• _What is needed_
List every holiday or birthday that the passage about Romeo's stroke below mentions.

• _Selected passage_
I would love to tell you that this is where the story ends when it comes to his stroke but unfortunately not. Unbeknown to us this mini stroke did in fact damage his brain, he has a small area of scarring on this part of his brain which affect the movement in his right limbs. After being discharged from hospital just before Christmas we thought things would go back to normal but this stroke was just the beginning of Romeo’s decline in health.
In the next post I will go into our journey in intensive care but for the purpose of keeping this post about his stroke we will fast forward to the early hours of St Patrick’s Day otherwise known as Daddy’s birthday. Romeo was already intubated at this time, he was due to be extubated on Daddys Birthday but unfortunately we were woken by a phone call from PICU. Romeo has had another cardiac arrest.

• _Data provided_
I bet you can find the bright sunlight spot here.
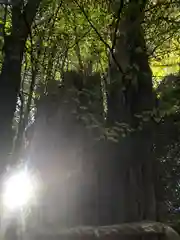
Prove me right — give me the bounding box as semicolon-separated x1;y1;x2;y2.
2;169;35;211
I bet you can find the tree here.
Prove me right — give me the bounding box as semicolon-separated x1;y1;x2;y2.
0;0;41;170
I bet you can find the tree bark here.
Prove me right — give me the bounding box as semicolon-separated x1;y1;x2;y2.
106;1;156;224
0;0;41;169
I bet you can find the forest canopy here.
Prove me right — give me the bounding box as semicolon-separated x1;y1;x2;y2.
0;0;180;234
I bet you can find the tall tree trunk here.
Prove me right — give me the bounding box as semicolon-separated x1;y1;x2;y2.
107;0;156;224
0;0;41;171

==

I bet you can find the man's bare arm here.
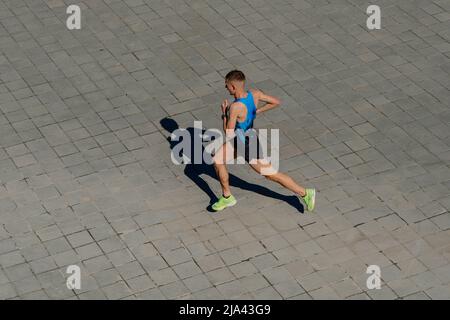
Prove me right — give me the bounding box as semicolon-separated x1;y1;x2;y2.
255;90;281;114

* * *

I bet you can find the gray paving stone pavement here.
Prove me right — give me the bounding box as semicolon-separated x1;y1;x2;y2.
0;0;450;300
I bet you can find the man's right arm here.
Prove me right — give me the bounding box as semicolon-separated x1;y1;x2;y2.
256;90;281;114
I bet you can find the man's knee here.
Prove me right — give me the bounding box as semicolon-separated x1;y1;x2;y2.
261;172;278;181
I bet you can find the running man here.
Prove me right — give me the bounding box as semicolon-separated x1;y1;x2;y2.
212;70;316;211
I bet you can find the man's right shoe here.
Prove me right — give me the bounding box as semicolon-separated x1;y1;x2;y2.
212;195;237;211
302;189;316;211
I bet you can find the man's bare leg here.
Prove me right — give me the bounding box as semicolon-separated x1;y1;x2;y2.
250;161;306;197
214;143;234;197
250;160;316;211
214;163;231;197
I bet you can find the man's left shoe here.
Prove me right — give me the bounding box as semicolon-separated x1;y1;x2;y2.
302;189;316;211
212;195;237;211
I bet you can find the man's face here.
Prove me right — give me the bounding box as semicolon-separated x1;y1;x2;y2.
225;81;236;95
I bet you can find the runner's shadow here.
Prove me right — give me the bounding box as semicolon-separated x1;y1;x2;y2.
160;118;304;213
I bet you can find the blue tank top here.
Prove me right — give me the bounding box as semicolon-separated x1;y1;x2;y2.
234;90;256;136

• _Your response_
Christmas, St Patrick's Day, Daddy's birthday